### WORK TO COMPLETE
Repeat the material exactly, every line of it.

### MATERIAL TO PROCESS

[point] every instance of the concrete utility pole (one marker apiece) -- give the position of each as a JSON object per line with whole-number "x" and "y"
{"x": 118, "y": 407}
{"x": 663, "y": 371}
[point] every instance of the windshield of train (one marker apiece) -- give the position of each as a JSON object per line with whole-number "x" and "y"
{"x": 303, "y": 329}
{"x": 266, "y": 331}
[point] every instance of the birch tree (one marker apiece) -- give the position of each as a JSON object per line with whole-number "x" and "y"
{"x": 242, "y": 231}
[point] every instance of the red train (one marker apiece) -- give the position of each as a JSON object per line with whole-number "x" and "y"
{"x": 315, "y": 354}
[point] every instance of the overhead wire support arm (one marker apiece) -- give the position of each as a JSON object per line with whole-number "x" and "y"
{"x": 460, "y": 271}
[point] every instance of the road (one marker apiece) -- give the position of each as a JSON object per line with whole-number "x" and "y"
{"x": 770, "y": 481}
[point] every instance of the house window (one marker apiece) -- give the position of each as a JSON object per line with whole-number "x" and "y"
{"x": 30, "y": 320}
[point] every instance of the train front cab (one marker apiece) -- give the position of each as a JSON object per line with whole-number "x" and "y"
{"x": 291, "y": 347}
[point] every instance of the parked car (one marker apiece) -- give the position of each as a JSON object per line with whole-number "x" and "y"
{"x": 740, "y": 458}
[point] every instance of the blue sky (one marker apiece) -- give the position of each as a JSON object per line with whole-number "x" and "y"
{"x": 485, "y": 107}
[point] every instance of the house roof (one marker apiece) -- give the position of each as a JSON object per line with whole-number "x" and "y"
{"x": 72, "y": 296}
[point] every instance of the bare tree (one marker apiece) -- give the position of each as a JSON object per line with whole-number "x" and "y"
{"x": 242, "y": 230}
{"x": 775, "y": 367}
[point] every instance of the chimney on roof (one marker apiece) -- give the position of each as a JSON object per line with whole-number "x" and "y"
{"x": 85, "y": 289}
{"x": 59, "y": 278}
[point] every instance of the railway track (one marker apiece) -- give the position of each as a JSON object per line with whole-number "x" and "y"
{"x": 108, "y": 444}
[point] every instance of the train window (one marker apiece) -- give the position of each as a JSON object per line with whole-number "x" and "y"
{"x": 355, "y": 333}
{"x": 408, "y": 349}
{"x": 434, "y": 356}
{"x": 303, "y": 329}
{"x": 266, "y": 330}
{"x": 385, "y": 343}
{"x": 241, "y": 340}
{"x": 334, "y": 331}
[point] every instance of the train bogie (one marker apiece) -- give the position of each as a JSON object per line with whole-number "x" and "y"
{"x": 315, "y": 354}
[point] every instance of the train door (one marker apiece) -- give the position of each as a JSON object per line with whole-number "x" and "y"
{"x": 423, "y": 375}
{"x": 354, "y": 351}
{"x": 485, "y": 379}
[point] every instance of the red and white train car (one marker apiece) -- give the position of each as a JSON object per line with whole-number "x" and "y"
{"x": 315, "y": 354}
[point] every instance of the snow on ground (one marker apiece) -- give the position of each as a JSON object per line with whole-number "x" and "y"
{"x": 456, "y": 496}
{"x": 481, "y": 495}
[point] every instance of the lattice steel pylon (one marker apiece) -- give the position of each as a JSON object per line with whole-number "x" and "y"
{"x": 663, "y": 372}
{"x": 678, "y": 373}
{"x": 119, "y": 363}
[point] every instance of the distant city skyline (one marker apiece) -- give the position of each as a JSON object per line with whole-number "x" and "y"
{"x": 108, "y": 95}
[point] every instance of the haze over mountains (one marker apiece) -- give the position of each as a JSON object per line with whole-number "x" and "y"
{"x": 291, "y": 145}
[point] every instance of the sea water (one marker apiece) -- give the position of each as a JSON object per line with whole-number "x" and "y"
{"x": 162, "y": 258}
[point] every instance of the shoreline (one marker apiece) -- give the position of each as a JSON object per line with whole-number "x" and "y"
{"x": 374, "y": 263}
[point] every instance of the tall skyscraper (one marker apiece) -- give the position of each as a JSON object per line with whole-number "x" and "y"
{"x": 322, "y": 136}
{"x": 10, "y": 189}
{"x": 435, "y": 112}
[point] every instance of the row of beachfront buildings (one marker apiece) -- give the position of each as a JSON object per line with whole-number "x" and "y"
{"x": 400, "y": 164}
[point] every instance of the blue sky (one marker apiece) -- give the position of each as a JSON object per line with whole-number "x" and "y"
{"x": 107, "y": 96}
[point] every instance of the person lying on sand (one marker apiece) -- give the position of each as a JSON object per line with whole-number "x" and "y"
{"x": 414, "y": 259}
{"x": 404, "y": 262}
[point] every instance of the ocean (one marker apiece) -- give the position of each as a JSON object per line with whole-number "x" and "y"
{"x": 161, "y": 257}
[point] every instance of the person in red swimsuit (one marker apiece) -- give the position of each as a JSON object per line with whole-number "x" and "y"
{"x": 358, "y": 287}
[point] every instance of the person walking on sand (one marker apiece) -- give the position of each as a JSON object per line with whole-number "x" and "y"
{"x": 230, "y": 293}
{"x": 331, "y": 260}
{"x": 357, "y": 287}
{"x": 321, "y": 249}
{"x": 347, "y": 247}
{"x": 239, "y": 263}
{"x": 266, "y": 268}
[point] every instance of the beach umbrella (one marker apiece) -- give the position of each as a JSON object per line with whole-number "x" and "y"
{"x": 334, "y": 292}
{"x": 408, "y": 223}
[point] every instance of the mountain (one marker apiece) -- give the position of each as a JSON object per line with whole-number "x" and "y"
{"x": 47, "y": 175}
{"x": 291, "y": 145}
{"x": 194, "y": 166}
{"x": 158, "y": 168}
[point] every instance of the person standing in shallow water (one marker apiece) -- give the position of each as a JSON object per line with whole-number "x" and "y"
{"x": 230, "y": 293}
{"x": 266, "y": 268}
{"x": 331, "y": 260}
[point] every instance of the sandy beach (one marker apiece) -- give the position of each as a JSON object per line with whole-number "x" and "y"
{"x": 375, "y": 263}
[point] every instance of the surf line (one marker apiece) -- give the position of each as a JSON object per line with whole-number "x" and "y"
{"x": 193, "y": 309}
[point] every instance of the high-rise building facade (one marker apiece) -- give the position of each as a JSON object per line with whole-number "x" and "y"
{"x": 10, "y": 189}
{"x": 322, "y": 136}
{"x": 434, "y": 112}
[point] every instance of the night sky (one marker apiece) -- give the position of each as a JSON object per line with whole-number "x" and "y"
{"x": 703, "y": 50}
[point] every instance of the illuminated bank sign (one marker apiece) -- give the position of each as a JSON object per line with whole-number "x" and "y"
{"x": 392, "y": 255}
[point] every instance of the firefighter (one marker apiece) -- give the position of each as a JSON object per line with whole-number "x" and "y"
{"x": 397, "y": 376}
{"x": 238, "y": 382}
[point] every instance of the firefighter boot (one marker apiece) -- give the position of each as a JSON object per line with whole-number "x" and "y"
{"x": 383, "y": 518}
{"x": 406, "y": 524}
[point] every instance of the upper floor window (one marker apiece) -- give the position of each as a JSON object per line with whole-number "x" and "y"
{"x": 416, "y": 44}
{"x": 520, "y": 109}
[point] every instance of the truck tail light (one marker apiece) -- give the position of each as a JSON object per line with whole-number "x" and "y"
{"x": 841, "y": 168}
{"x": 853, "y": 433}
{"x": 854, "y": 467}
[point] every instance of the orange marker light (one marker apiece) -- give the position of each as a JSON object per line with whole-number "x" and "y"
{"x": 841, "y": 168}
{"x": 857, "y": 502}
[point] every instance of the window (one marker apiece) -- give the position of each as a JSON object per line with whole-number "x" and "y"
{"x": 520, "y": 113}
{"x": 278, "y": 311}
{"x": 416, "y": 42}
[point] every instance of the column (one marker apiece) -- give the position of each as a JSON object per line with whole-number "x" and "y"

### SOLVED EXERCISE
[point] every instance of the concrete utility pole (one marker apiece) -- give the position of each as a JSON object per line with whole-number "x" and "y"
{"x": 118, "y": 407}
{"x": 663, "y": 371}
[point] every instance of the windshield of train (one marker apiece) -- give the position of each as a JSON object per line with whole-number "x" and "y"
{"x": 303, "y": 329}
{"x": 266, "y": 331}
[point] every instance of the birch tree (one marker apiece) -- give the position of each as a JSON object per line with whole-number "x" and "y"
{"x": 242, "y": 231}
[point] every instance of the red train (one marker apiece) -- give the position of each as a JSON object per line with whole-number "x" and "y"
{"x": 315, "y": 354}
[point] every instance of the overhead wire support arm (one marker apiece) -- give the position of each as a JSON object per line with whole-number "x" and "y"
{"x": 460, "y": 271}
[point] every instance of the road (one marker apiece) -- give the position of each as a JSON object per line with whole-number "x" and "y"
{"x": 770, "y": 481}
[point] every instance of the house window (one marker apiece) -- give the position of each as a JSON object per line with whole-number "x" and "y"
{"x": 30, "y": 320}
[point] every instance of the train front cab (one marker apiece) -- give the position of each as a JSON object per line with whole-number "x" and "y"
{"x": 291, "y": 347}
[point] every instance of the parked car (one marker apiece) -- give the position of each as a JSON object per line with whole-number "x" and "y"
{"x": 740, "y": 458}
[point] every instance of the blue sky (one marker apiece) -- give the position of each as a JSON object per line with whole-number "x" and "y"
{"x": 485, "y": 107}
[point] every instance of the house roof (one marker apiece) -- give the position of each as a JSON object per line with whole-number "x" and "y"
{"x": 72, "y": 296}
[point] every instance of the bare tree (one marker apiece) -- give the position of each as a JSON object per line with whole-number "x" and "y"
{"x": 242, "y": 230}
{"x": 775, "y": 367}
[point] every instance of the chimney on roof (one marker apiece) -- give the position of each as a JSON object per line with whole-number "x" and "y"
{"x": 85, "y": 289}
{"x": 59, "y": 278}
[point] every instance of the railway track (one marker apiece) -- give the position of each as a JSON object per line with whole-number "x" and "y"
{"x": 108, "y": 444}
[point] every instance of the train window (one marker apiece) -- give the position of each as a JSON object per line with whole-number "x" and "y"
{"x": 355, "y": 333}
{"x": 408, "y": 349}
{"x": 434, "y": 356}
{"x": 303, "y": 329}
{"x": 266, "y": 330}
{"x": 385, "y": 343}
{"x": 241, "y": 340}
{"x": 334, "y": 331}
[point] every instance of the train bogie (one marker apiece) -- give the position of each as a JSON object per line with whole-number "x" and "y"
{"x": 315, "y": 354}
[point] every instance of the train door (one marker apiece) -- give the position of each as a JSON object per line with whole-number "x" and "y"
{"x": 423, "y": 375}
{"x": 354, "y": 351}
{"x": 485, "y": 379}
[point] every instance of the red and white train car (one marker apiece) -- give the position of each as a JSON object per line with whole-number "x" and "y"
{"x": 315, "y": 354}
[point] every instance of the snow on ground (one marker apiece) -- give the position of each as a JSON object per line with whole-number "x" and "y"
{"x": 456, "y": 496}
{"x": 481, "y": 495}
[point] every instance of the lattice steel pylon (one marker apiece) -- give the position of each as a JSON object per line with whole-number "x" and "y"
{"x": 663, "y": 372}
{"x": 678, "y": 373}
{"x": 119, "y": 363}
[point] every instance of the distant city skyline (one marker apiece) -- give the position of each as a JSON object per line with whole-number "x" and "y"
{"x": 108, "y": 95}
[point] every instance of the haze over mountains (one marker apiece) -- give the position of each as a JSON object per line with whole-number "x" and "y"
{"x": 291, "y": 145}
[point] every instance of the sea water (one marker apiece) -- give the position of each as a JSON object per line with whole-number "x" and "y"
{"x": 162, "y": 258}
[point] every instance of the shoreline (one marker apiece) -- give the position of each as a JSON object per line with whole-number "x" and "y"
{"x": 374, "y": 263}
[point] every instance of the tall skyscraper (one marker apiece) -- give the position of each as a JSON object per line with whole-number "x" and "y"
{"x": 322, "y": 136}
{"x": 10, "y": 189}
{"x": 435, "y": 112}
[point] every instance of the row of beachfront buildings (one marker apiece) -- give the position of each as a JSON object per line with whole-number "x" and "y"
{"x": 400, "y": 164}
[point] every instance of the blue sky (one marker apiece) -- give the position of each as a JSON object per line with whole-number "x" and "y"
{"x": 107, "y": 96}
[point] every instance of the person lying on sand (one marker apiece) -- give the position of each as a JSON object per line with whole-number "x" and "y"
{"x": 414, "y": 259}
{"x": 404, "y": 262}
[point] every instance of the ocean (one marker apiece) -- give the position of each as a JSON object per line with whole-number "x" and "y"
{"x": 161, "y": 257}
[point] every instance of the person in red swimsuit (one marker apiece) -- give the position of each as a JSON object per line with whole-number "x" and "y"
{"x": 358, "y": 287}
[point] every instance of the person walking on sand (one marker apiece) -- give the position of each as a JSON object per line with whole-number "x" and "y"
{"x": 230, "y": 293}
{"x": 331, "y": 260}
{"x": 357, "y": 287}
{"x": 321, "y": 249}
{"x": 347, "y": 247}
{"x": 239, "y": 263}
{"x": 266, "y": 268}
[point] every instance of the beach umbrella (one marker apiece) -- give the position of each as a JSON object per line with whole-number "x" and "y"
{"x": 334, "y": 292}
{"x": 408, "y": 223}
[point] every instance of the mountain (one marker apiece) -- give the position of each as a JSON object per line with whole-number "x" and "y"
{"x": 47, "y": 175}
{"x": 291, "y": 145}
{"x": 194, "y": 166}
{"x": 158, "y": 168}
[point] every instance of the person standing in shallow water (one marker apiece) -- give the position of each as a JSON object per line with whole-number "x" and "y"
{"x": 230, "y": 293}
{"x": 266, "y": 268}
{"x": 331, "y": 260}
[point] every instance of the sandy beach (one marker apiece) -- give the position of each as a JSON object per line with whole-number "x" and "y"
{"x": 375, "y": 263}
[point] every instance of the surf line (one marker apiece) -- give the position of each as a JSON object per line with whole-number "x" and "y"
{"x": 193, "y": 309}
[point] every instance of the high-rise building facade (one marker apiece) -- give the position of each as a JSON object per line with whole-number "x" and "y"
{"x": 10, "y": 189}
{"x": 322, "y": 136}
{"x": 434, "y": 112}
[point] every instance of the night sky (one marker apiece) -- give the position of each as a JSON object per line with whole-number "x" and "y"
{"x": 703, "y": 50}
[point] every instance of the illuminated bank sign (one marker apiece) -- give the position of each as a JSON object per line with whole-number "x" and "y"
{"x": 392, "y": 255}
[point] every instance of the firefighter (one marker apiece) -- give the position of each as a JSON object per line with whole-number "x" and "y"
{"x": 397, "y": 376}
{"x": 238, "y": 382}
[point] every instance of the firefighter boot (one marker apiece) -- give the position of each as a JSON object per line with whole-number "x" and "y"
{"x": 383, "y": 518}
{"x": 406, "y": 524}
[point] every instance of the upper floor window (one marker apiece) -- give the position of each as a JSON object per line with whole-number "x" and "y"
{"x": 416, "y": 44}
{"x": 520, "y": 109}
[point] every instance of the truck tail light (one marker apiece) -- give the position of each as a JSON object per line with whole-number "x" and "y"
{"x": 841, "y": 168}
{"x": 853, "y": 433}
{"x": 854, "y": 467}
[point] every instance of the orange marker light (one marker apiece) -- give the position of each as a JSON object per line with whole-number "x" and "y"
{"x": 841, "y": 168}
{"x": 857, "y": 502}
[point] every instance of the window (one marker apiece) -- give the position of each as a JSON object per line with whole-number "x" and "y"
{"x": 520, "y": 113}
{"x": 278, "y": 311}
{"x": 416, "y": 42}
[point] every instance of the column (one marker apiece) -- give the position of each as a JSON object per line with whole-number "x" and "y"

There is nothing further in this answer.